LIST OF TASKS:
**a)** Transcribe the pellet storage thread word for word, everything from "I also keep" down to "end scalp run...".
**b)** In the pellet storage thread, where did all the hardware for CT-Mike's blanket chest come from?

SUPPLIED PASSAGE:
Apologies to OP for thread hi jack will post new thread.


----------



## CT-Mike (Jan 8, 2013)

Mof4,

This blanket chest I made for the wife years ago is now our pellet storage. It holds 4 1/2 bags or so and a very large grain scoop from TSC is used to transfer the pellets.


----------



## RCR (Jan 8, 2013)

I store my pellets in garage. See attached photo .. I bought an antique trunk ( idea i stole from villige idiot here) holds 4 bags easy. I am staying away from the scoop thing too time consuming.

I make a mental note not to ever walk in house empty handed. Come home from work.... bring a bag  run an errand bring a bag . let dogs in bring a bag.


When me and the mrs cant handle the 40lb bags anymore. we will slide bag off pallet horizontally and let each half fall into 2 pails. Cut the bag between the pails , now you got 2 20 lb bags to pour into hopper.


----------



## Gary Gileau (Jan 8, 2013)

CT-Mike said:


> This blanket chest I made for the wife years ago is now our pellet storage. It holds 4 1/2 bags or so and a very large grain scoop from TSC is used to transfer the pellets.​


 Wow Mike that is beautiful Did get plans for that? If so where? Looks like you were still doing trim work when the picture was taken. I'd love to see a completed picture!


----------



## CT-Mike (Jan 9, 2013)

Gary Gileau said:


> Wow Mike that is beautiful Did get plans for that? If so where? Looks like you were still doing trim work when the picture was taken. I'd love to see a completed picture!



I don't recall where I got the the plans, I believe it was one of the wood-working magazines. All the hardware came from Rockler. It was originally supposed to have a rounded top like an old steamer trunk, but the wife wanted it flat. I didn't complain because it made my job easier. I had to remove the lock from the trunk as my grandson kept locking it and I can't find the key. 

That pic was taken two days ago, I still have the trim work to complete.


----------



## PoolGuyinCT (Jan 9, 2013)

imacman said:


> Found this on eBay 3 yrs ago....holds about 1 1/4 bags of pellets, and use a grain scoop.  It's an old copper washtub....paid $75 for it then, but cheapest I've seen lately is $100++
> View attachment 88579





Copper washtub here to..  I store partial bags of pellets in mine. I don't dump them into the tub.
I also keep various tools, newspaper, glass cleaner etc in mine.

My washtub was about $150 from a snooty antique shop. My parents bought it for me when the were "antiquing" on vacation.
(You should see look on my pops face when he says "antiquing", poor guy)

So I returned the favor and bought them a copper washtub for their pellets, at the scrapyard.  Only cost a fraction of the year end scalp run...

One mans trash one mans treasure...

Ray


----------



## Eatonpcat (Jan 10, 2013)

I like the copper tub Imacman...Good find!!


----------



## Xena (Jan 10, 2013)

I use this huge copper bin.  It's not all pretty, but it holds alot, maybe three bags and I didn't pay for it.  Whatever you use, get it as close to the stove as safely possible, and get it up off the floor.  If I had to bend down to get the pellets out, this container would be useless to me.  Raised up makes it so easy.  I use a big scoop to top up the hopper.  Scoop holds around 4lbs.


----------



## ltlhawk (Jan 10, 2013)

(Records from a point annotation dataset)
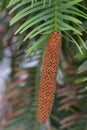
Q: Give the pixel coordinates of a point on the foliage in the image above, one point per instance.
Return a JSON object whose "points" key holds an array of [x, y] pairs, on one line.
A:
{"points": [[35, 20]]}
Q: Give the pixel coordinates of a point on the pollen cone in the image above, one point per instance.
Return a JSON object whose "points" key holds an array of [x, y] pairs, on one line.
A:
{"points": [[48, 80]]}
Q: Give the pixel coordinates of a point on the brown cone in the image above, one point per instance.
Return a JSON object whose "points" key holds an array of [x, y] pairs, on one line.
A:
{"points": [[48, 80]]}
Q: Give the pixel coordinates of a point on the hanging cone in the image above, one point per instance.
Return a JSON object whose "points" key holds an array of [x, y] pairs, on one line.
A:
{"points": [[48, 80]]}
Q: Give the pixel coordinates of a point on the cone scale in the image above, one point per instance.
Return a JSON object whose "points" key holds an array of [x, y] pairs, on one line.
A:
{"points": [[48, 79]]}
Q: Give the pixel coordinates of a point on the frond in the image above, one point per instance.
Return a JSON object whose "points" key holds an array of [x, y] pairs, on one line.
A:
{"points": [[46, 16]]}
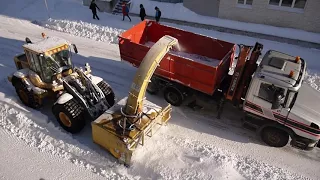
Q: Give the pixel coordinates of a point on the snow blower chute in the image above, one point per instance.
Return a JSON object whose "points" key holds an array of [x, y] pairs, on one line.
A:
{"points": [[128, 123]]}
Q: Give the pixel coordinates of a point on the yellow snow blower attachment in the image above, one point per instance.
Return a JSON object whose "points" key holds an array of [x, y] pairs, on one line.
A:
{"points": [[126, 125]]}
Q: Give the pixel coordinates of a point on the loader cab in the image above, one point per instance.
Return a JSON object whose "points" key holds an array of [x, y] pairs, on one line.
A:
{"points": [[275, 84], [49, 58]]}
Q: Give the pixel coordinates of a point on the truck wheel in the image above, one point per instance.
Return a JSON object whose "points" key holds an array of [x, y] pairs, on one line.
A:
{"points": [[69, 116], [108, 92], [274, 137], [25, 95], [152, 88], [173, 96]]}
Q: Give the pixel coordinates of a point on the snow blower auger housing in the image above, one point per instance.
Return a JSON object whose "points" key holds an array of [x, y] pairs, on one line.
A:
{"points": [[123, 127], [45, 72]]}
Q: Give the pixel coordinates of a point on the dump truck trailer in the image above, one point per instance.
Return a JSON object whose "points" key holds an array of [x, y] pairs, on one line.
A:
{"points": [[267, 93]]}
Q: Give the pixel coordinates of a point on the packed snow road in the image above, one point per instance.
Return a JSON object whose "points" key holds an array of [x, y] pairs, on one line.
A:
{"points": [[192, 146]]}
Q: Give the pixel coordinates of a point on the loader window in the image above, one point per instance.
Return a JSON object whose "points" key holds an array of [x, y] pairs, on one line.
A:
{"points": [[62, 58], [47, 71], [34, 62], [267, 91]]}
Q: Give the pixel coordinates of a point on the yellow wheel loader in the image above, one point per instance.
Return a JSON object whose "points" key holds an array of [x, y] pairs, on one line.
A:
{"points": [[45, 71], [126, 125]]}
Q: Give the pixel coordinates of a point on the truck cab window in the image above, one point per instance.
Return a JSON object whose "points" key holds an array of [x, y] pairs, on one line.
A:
{"points": [[267, 91]]}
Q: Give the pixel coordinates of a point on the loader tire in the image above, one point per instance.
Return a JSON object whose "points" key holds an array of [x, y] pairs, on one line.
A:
{"points": [[70, 116], [274, 137], [108, 92], [173, 96], [26, 96]]}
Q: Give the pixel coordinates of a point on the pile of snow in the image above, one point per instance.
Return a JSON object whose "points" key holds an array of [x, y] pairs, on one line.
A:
{"points": [[190, 147], [84, 29], [192, 57], [179, 12], [313, 79]]}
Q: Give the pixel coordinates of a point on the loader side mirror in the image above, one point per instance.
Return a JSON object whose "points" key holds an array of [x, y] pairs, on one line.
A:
{"points": [[75, 48], [277, 100]]}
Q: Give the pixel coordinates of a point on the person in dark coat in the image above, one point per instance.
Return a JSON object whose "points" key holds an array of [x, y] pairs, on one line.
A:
{"points": [[142, 12], [158, 14], [125, 11], [93, 7]]}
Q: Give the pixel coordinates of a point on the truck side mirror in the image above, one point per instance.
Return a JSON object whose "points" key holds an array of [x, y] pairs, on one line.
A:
{"points": [[75, 48], [277, 100]]}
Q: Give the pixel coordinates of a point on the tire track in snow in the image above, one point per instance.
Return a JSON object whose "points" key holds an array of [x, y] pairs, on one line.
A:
{"points": [[36, 131], [192, 157]]}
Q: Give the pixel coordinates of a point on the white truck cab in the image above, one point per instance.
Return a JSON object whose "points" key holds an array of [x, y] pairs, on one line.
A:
{"points": [[280, 105]]}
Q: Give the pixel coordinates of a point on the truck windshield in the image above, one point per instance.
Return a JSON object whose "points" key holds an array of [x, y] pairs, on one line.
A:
{"points": [[291, 99]]}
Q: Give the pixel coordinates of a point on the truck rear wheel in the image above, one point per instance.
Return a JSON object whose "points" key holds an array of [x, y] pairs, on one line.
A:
{"points": [[69, 115], [173, 96], [108, 92], [274, 137], [25, 95]]}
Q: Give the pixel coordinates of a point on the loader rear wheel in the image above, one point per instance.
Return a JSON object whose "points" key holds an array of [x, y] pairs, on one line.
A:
{"points": [[274, 137], [70, 116], [108, 92], [25, 95], [173, 96]]}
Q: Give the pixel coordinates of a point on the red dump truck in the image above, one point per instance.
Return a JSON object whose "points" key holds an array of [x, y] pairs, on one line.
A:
{"points": [[267, 93]]}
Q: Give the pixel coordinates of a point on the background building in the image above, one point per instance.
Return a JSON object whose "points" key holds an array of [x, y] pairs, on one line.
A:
{"points": [[299, 14]]}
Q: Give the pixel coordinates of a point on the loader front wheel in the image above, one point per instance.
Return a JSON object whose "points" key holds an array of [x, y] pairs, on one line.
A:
{"points": [[70, 116], [173, 96], [274, 137], [25, 95], [108, 92]]}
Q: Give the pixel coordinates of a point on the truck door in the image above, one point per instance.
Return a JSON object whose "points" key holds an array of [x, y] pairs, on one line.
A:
{"points": [[264, 97]]}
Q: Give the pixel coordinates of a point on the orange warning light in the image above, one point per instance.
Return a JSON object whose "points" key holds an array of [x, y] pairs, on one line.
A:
{"points": [[291, 74], [43, 35]]}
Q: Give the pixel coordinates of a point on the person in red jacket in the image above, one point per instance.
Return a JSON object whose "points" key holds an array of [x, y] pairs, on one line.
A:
{"points": [[125, 11]]}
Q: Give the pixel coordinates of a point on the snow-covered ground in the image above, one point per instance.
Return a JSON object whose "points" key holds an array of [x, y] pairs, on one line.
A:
{"points": [[193, 146], [178, 12]]}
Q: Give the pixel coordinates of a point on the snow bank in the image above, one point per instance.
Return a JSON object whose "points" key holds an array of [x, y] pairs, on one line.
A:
{"points": [[179, 12], [84, 29]]}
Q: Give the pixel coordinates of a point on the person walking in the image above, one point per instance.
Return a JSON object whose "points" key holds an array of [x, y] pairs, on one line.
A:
{"points": [[142, 12], [93, 7], [125, 11], [158, 14]]}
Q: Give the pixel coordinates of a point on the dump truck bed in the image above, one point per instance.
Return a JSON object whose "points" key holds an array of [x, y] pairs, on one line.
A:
{"points": [[201, 63]]}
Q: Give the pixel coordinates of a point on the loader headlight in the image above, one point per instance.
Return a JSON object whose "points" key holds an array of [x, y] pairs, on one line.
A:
{"points": [[312, 144]]}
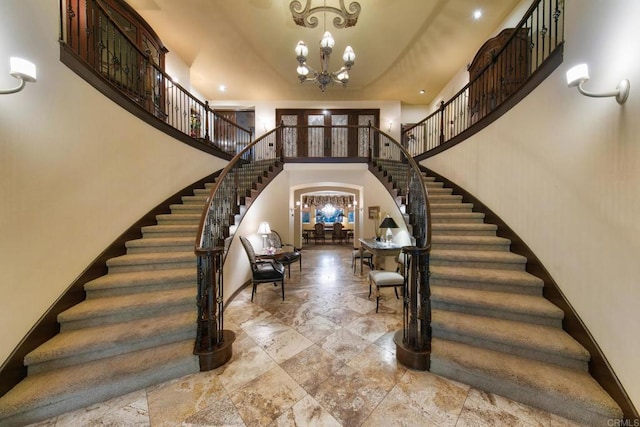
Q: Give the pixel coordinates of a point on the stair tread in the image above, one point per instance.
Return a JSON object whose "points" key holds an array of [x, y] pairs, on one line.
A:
{"points": [[139, 278], [480, 240], [506, 301], [537, 377], [544, 339], [120, 372], [86, 340], [485, 274], [153, 257], [160, 241], [482, 255], [104, 306]]}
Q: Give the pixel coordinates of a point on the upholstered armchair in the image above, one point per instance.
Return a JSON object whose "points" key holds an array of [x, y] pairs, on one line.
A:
{"points": [[263, 271], [290, 254]]}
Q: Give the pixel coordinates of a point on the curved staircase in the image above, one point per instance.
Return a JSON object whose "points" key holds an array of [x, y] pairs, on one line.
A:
{"points": [[137, 326], [493, 329]]}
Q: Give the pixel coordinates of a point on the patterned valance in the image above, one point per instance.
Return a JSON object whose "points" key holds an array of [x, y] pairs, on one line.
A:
{"points": [[321, 201]]}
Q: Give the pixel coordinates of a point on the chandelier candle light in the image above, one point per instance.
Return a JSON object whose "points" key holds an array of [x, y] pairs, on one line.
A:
{"points": [[324, 78]]}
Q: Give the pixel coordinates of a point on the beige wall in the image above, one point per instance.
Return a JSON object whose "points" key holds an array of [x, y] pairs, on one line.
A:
{"points": [[76, 171], [563, 171], [275, 200]]}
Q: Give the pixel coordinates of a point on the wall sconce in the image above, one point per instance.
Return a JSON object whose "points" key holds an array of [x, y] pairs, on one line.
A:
{"points": [[579, 74], [294, 209], [354, 206], [23, 70], [388, 223], [265, 230]]}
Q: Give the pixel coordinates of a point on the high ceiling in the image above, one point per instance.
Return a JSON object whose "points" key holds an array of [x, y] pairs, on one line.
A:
{"points": [[401, 46]]}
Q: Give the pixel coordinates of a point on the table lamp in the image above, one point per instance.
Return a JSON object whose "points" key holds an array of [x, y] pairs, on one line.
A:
{"points": [[388, 223], [264, 229]]}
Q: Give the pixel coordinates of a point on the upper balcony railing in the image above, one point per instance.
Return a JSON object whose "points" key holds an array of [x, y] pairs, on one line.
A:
{"points": [[100, 38], [500, 76]]}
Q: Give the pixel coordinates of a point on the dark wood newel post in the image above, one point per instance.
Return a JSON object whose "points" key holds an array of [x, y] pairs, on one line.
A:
{"points": [[441, 122], [413, 342], [213, 343], [207, 110]]}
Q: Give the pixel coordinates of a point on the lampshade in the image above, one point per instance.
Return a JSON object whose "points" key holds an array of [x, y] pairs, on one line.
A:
{"points": [[349, 54], [264, 228], [577, 75], [301, 49], [388, 222], [23, 69]]}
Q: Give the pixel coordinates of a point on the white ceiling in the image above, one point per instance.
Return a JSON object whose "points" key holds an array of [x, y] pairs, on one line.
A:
{"points": [[401, 46]]}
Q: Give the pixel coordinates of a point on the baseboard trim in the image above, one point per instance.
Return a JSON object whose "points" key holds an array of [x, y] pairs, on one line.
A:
{"points": [[13, 370], [599, 367]]}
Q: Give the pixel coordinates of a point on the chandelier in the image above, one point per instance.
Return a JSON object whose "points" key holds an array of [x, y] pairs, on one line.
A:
{"points": [[345, 19], [323, 77]]}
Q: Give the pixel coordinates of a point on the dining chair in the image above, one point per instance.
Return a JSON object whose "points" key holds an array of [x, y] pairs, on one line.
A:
{"points": [[318, 232]]}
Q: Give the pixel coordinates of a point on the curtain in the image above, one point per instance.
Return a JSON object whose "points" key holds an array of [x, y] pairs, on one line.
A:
{"points": [[321, 201]]}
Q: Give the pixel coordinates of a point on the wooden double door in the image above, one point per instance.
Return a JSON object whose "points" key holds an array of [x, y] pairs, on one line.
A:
{"points": [[326, 133]]}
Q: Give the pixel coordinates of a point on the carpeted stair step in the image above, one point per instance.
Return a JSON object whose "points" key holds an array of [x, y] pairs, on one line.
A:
{"points": [[491, 259], [544, 343], [190, 208], [109, 310], [87, 344], [199, 199], [48, 394], [151, 261], [202, 192], [463, 229], [444, 198], [140, 281], [522, 308], [486, 279], [177, 219], [451, 207], [438, 190], [457, 217], [470, 243], [182, 230], [566, 392], [166, 244]]}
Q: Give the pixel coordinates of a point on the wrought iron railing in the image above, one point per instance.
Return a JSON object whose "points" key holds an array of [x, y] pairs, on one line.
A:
{"points": [[533, 42], [90, 32], [230, 196], [238, 184], [394, 163]]}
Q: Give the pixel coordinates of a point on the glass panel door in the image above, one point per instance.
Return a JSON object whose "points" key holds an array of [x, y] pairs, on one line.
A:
{"points": [[339, 136], [315, 138]]}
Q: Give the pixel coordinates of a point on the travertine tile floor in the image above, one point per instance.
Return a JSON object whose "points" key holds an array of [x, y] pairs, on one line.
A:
{"points": [[323, 357]]}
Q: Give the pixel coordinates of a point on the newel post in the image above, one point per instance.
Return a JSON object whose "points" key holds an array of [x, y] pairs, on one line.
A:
{"points": [[213, 343], [413, 342]]}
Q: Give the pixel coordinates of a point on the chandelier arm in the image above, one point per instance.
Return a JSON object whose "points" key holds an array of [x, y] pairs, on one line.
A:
{"points": [[345, 19]]}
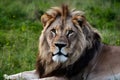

ANSWERS IN ORDER:
**a)**
I also keep various tools, newspaper, glass cleaner etc in mine.

My washtub was about $150 from a snooty antique shop. My parents bought it for me when the were "antiquing" on vacation.
(You should see look on my pops face when he says "antiquing", poor guy)

So I returned the favor and bought them a copper washtub for their pellets, at the scrapyard.  Only cost a fraction of the year end scalp run...

**b)** Rockler.